WORK TO COMPLETE » Please copy out all of the following records word for word, leaving out the pictures.

#### MATERIALS PROVIDED ####

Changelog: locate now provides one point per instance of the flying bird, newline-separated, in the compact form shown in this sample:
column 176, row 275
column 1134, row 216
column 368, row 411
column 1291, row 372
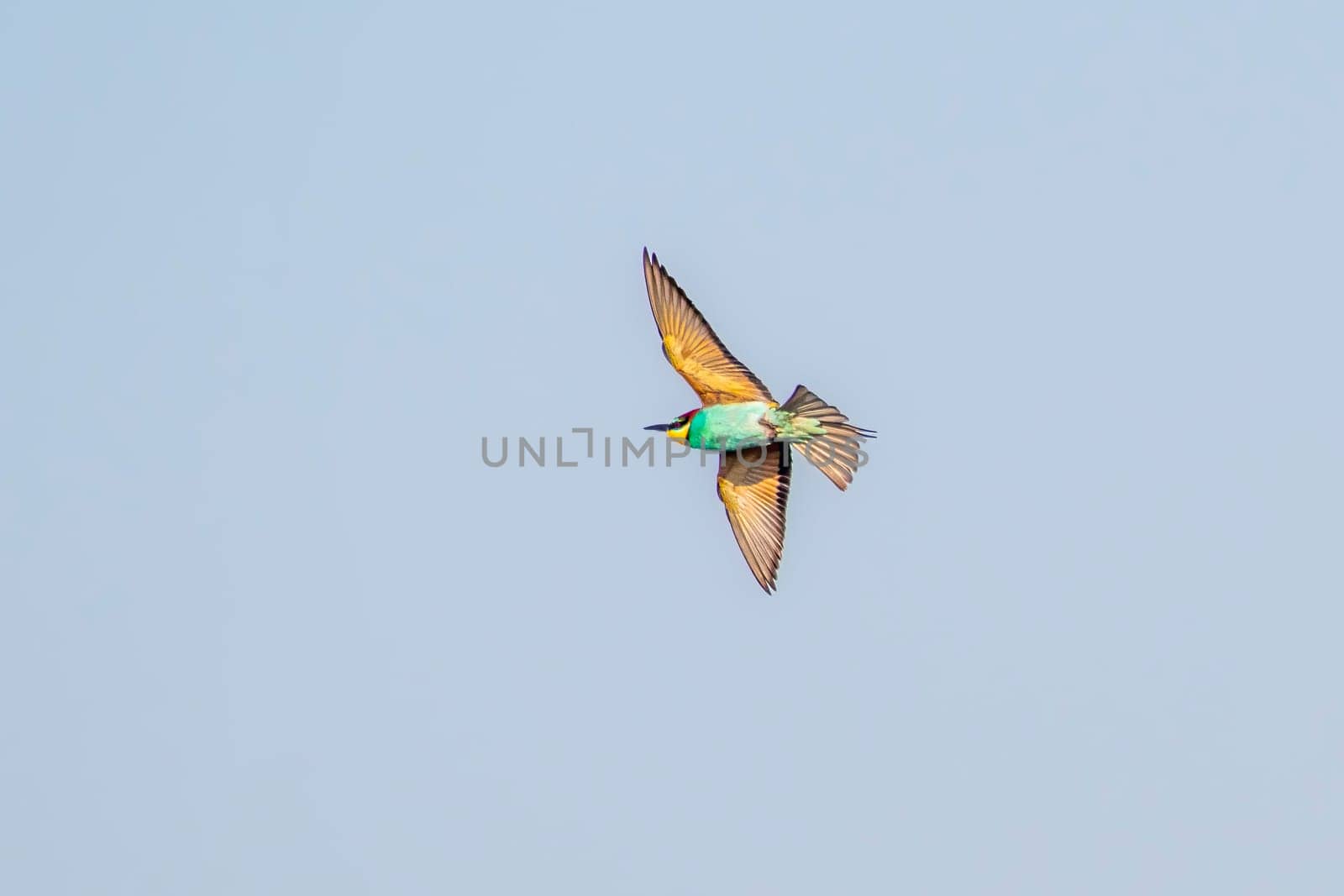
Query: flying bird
column 752, row 432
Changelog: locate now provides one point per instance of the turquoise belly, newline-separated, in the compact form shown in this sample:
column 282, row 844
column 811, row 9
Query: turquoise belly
column 726, row 427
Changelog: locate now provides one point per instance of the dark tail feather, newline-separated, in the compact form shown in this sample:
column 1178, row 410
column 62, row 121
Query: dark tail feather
column 835, row 452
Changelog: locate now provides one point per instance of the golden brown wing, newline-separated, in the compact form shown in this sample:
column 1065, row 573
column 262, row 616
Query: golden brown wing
column 754, row 496
column 691, row 345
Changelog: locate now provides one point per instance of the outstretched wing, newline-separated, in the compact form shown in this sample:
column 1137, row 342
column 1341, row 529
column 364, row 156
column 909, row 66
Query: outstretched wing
column 691, row 345
column 754, row 496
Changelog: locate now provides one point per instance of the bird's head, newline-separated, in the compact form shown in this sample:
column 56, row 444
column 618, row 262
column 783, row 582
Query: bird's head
column 678, row 429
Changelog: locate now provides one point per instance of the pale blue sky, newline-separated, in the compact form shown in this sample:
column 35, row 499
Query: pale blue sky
column 270, row 626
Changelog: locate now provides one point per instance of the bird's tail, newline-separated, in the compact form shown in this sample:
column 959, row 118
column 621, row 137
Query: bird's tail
column 824, row 436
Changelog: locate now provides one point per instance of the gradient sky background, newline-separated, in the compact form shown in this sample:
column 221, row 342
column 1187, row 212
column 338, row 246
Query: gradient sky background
column 269, row 625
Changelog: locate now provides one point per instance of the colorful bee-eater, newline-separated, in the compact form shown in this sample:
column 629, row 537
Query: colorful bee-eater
column 738, row 412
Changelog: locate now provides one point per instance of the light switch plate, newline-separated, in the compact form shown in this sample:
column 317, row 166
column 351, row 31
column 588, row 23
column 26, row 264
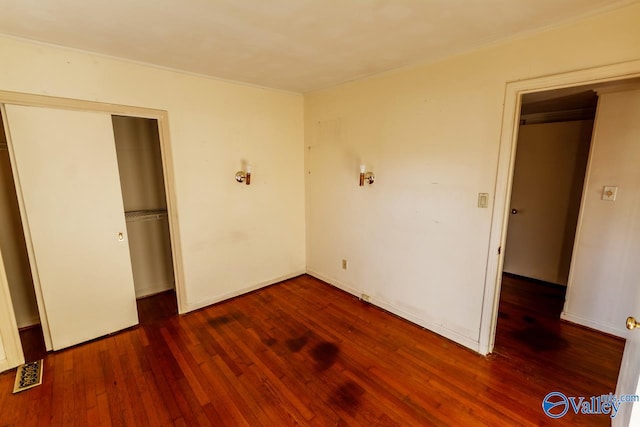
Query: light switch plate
column 483, row 200
column 609, row 193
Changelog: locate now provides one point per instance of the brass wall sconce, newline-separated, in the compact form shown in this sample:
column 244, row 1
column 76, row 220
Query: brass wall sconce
column 366, row 176
column 242, row 176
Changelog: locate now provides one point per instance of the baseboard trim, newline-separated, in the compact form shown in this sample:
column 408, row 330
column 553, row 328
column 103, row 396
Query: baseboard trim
column 385, row 305
column 27, row 323
column 205, row 303
column 601, row 327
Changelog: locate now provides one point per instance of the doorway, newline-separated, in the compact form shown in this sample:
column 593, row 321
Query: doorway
column 532, row 303
column 554, row 139
column 142, row 179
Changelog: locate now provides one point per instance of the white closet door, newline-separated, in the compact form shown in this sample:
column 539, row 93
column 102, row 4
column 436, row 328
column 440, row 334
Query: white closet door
column 68, row 175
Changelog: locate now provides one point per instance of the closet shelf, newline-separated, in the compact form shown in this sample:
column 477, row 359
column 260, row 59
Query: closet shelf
column 145, row 215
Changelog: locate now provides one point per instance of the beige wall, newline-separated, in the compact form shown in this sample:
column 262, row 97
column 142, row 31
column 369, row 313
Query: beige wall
column 233, row 237
column 605, row 271
column 415, row 240
column 12, row 245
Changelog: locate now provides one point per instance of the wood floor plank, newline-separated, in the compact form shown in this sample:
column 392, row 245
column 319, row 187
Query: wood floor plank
column 304, row 353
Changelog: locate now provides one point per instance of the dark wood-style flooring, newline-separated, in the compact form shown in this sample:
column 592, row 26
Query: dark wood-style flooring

####

RIGHT ANSWER »
Changelog: locate now provides one point per instance of the flying bird, newline-separated, in the compact form shown in this sample:
column 176, row 275
column 1134, row 216
column 368, row 411
column 1291, row 372
Query: flying bird
column 752, row 432
Changelog: locate now provides one point per instance of the turquoise belly, newline-separated, in the compact form shown in this sample:
column 282, row 844
column 811, row 9
Query: turquoise belly
column 726, row 427
Changelog: locate now provides one point per instance of the dark tail feather, newline-separated, in the compact form shown in this sample:
column 1178, row 410
column 62, row 121
Query: dark tail feather
column 835, row 452
Changelog: locate now provides one point per instance of the golden brown wing, newline-separated, in the compact form shown in this sample:
column 1065, row 573
column 262, row 616
Query: golden brown wing
column 754, row 496
column 691, row 345
Changelog: locate now provides one point per instance of the outstretched wing, newline-separated, in the compact form shown in this sample:
column 1137, row 342
column 1341, row 529
column 364, row 156
column 909, row 66
Query: outstretched wing
column 691, row 345
column 754, row 496
Changelog: locate now provides one point per instance of the bird's head, newline-separated, in the compact form shown in this sample:
column 56, row 444
column 618, row 262
column 783, row 582
Query: bird's head
column 678, row 429
Changelog: locate now provides one point per instance of the pale blue sky, newline-separated, in the compact form shown in this sample:
column 35, row 499
Query: pale blue sky
column 270, row 626
Changelog: locate now provides one point per instance of the bird's tail, newline-separated, in the compact form shown in this sample:
column 959, row 118
column 621, row 137
Query: bird's tail
column 824, row 436
Changelog: locate now provides one point per instance of the gradient sky background, newline-separated, in the compact form shown in this sample:
column 221, row 342
column 1187, row 212
column 338, row 246
Query: gradient sky background
column 269, row 625
Changelog: locate now provides one point per instance of the colorful bee-eater, newline-separated, in the compact form shown in this sample:
column 629, row 537
Query: colorful bee-eater
column 738, row 412
Changelog: locate now provides one point per instance of the light switch plate, newline-separated, in the compact form shown in this sample:
column 317, row 166
column 351, row 31
column 588, row 23
column 26, row 264
Query: light switch plate
column 483, row 200
column 609, row 193
Changelog: locate now provides one point per instance of the brass wall sconce, newline-separated, in the compact form shown in this sample:
column 244, row 1
column 76, row 220
Query: brass wall sconce
column 366, row 176
column 242, row 176
Changelog: locate now provides one point per instance of the baseboard trim, newline-separated, in the compact form shown in this sample:
column 408, row 330
column 553, row 328
column 103, row 396
Query: baseboard trim
column 385, row 305
column 27, row 323
column 205, row 303
column 601, row 327
Changelog: locate now provides one point per instance of the doorway, newline-separated, in the compact form shown in this sample:
column 593, row 321
Query: doorway
column 532, row 303
column 554, row 139
column 142, row 179
Changelog: locate now provides one point per instance of the white closet door, newline-separated, in the compact form shown in this sample:
column 539, row 93
column 102, row 4
column 436, row 328
column 440, row 334
Query: white closet door
column 68, row 175
Changelog: locate now provides one point per instance of the closet shelf, newline-separated, in the compact form shown in this sample:
column 477, row 359
column 260, row 59
Query: closet shelf
column 145, row 215
Changelog: locate now provides one point per instance of the beige wall, newline-separated, in the compact form shown in this sample:
column 262, row 97
column 142, row 31
column 369, row 313
Query: beige wall
column 233, row 237
column 605, row 271
column 415, row 240
column 12, row 245
Changelog: locate now provides one point per instance of the wood floor plank, newline-separated, in the compact form shown in this sample:
column 392, row 245
column 319, row 187
Query: wood floor plank
column 304, row 353
Changelog: locate now provides one point per instance of the dark wood-style flooring, newline-separated, in the compact form shown in this sample:
column 592, row 26
Query: dark wood-style flooring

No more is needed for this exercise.